## PROBLEM SET
1) List every work cited in parentheses in the passage on earthquake rupture simulations, giving each one once.
2) Carry on the passage about earthquake rupture simulations from its final line.
### SELECTED EXTRACT
The simulations produce a range of rupture characteristics that are comparable to those obtained in detailed fully dynamical calculations. Rupture speeds for large earthquakes in these simulations generally range 2.0–2.4 km/s, which is reasonable given the implied shear-wave speed of 3.0 km/s used to set slip speed. Rupture growth and slip can be crack-like, or consist of a narrow slip-pulse (Heaton, 1990). Factors favoring crack-like behavior in the simulations are relatively smooth initial stresses and weak healing (re-strengthening of the fault) following termination of slip, while slip-pulse behavior arises with heterogeneous initial stresses and strong fault healing following rupture termination. This behavior is consistent with fully dynamical rupture simulations (Beroza and Mikumo, 1996; Zheng and Rice, 1998). In our simulations, healing is set by the rate-state frictional properties and by a dynamic stress overshoot parameter that determines the shear stress at the termination of slip relative to the sliding friction. During an earthquake, if sliding stops at stresses that are sufficiently below the sliding friction, then healing outpaces re-stressing from continuing slip on adjacent regions of the fault. This inhibits renewed or continuing slip and leads to pulse-like ruptures. Conversely, if sliding stops at or only slightly below the sliding friction, then continuing slip on adjacent regions of the fault can immediately trigger renewed sliding before healing can occur. This effect favors on- and off-switching of slip, which approximates continuous slip over broad regions at slower slip speeds, which is characteristic of crack-like ruptures.

Although the simulations employ approximations of the earthquake rupture processes to achieve computational efficiency, we believe those approximations do not seriously distort the model results. The key performance measure for earthquake rupture calculations in seismicity simulations is the accuracy with which the calculations predict (a) the size of earthquake rupture given a stress state at the initiation of an earthquake, and (b) the slip distribution in that rupture, which determines the details of the stress state in the model following an earthquake (and therefore subsequent earthquake history). In collaboration with our colleague David Oglesby and with the assistance of student interns Christine Burrill and Jennifer Stevens we have undertaken a program of tests that compare single-event RSQSim simulations with detailed fully dynamic finite element calculations (Richards-Dinger et al., in preparation). Figure 2 shows one in a series of comparisons of RSQSim with DYNA3D, a fully dynamic 3-D finite-element model. DYNA3D employs slip-weakening friction at the onset of earthquake slip with specified static and sliding friction. Hence, it was necessary to match the rate-state friction parameters and initial conditions as closely as possible to the friction, stress, and slip-weakening conditions in DYNA3D. The example in Fig. 2 is for a bilateral rupture on a strike-slip fault with uniform initial stress and sliding resistance during earthquake slip. Other comparisons of simple bilateral and unilateral ruptures under conditions of uniform initial stress give similar results.

Fig. 2
figure 2

Comparison of slip and shear stress change from 3-D bilateral rupture simulations on a planar strike slip fault with RSQSim and DYNA3D (Richards-Dinger et al., in preparation). The total rupture length is 64 km and slip extends from the surface to a depth of 8 km. The computations employ 500 m × 500 m fault elements.
######
### RECORD SET
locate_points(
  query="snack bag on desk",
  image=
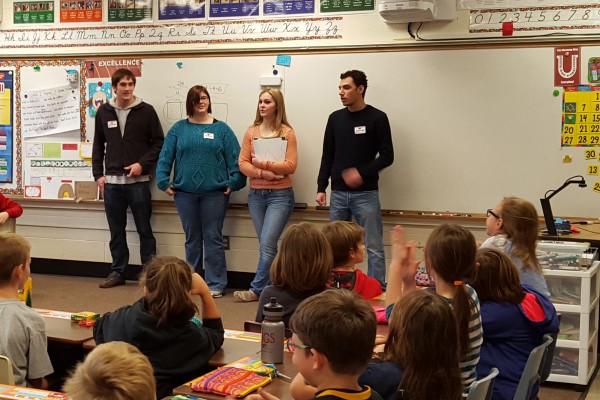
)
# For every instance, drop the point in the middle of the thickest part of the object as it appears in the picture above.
(237, 379)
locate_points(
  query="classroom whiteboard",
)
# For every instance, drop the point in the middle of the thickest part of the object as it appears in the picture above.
(469, 125)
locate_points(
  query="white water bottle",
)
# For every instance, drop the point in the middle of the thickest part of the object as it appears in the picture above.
(272, 333)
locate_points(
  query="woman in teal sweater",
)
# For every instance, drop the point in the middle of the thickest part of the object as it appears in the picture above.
(203, 154)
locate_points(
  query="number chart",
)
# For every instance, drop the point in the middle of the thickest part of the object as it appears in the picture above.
(581, 116)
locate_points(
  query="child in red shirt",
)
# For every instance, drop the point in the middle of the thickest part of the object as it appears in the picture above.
(347, 243)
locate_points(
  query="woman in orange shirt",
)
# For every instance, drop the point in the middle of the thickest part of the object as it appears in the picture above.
(271, 197)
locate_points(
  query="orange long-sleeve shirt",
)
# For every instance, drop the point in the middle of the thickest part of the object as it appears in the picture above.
(285, 167)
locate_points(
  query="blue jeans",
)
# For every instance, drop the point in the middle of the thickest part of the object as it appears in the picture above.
(366, 210)
(202, 216)
(270, 210)
(117, 198)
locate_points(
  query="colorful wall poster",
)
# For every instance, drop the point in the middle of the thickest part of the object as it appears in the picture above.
(81, 11)
(233, 8)
(347, 5)
(33, 12)
(581, 116)
(6, 125)
(130, 11)
(181, 9)
(100, 92)
(288, 7)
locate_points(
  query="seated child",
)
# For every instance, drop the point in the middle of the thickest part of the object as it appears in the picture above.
######
## TASK RESPONSES
1)
Heaton, 1990
Beroza and Mikumo, 1996
Zheng and Rice, 1998
Richards-Dinger et al., in preparation

2)
Similarly, models with heterogeneous stresses are in good agreement. This includes models with heterogeneous normal stress that produce highly complex rupture histories with heterogeneous earthquake stress drop. The principal mismatch between the simulation methods occurred in a case in which initial shear stress was smoothly tapered over a distance of 20 km to progressively impede rupture propagation. Both models produced very similar slip and stress patterns, however the fully dynamic rupture penetrated about 3 km farther into the low stress region than the quasi-dynamic rupture, resulting in final rupture lengths of 57 and 60 km for RSQSim and DYNA3D, respectively. The somewhat longer rupture obtained with the dynamic finite-element model may arise from dynamic stress effects, which are not represented in RSQSim. Alternatively it may be caused by differences in the failure laws that control rupture growth used in the two codes. The direct rate strengthening effect with rate- and state-dependent friction law used in RSQSim results in transient rate-strengthening at the rupture front that tends to impede rupture growth relative to the rate-independent slip weakening law in DYNA3D. Additional tests are underway.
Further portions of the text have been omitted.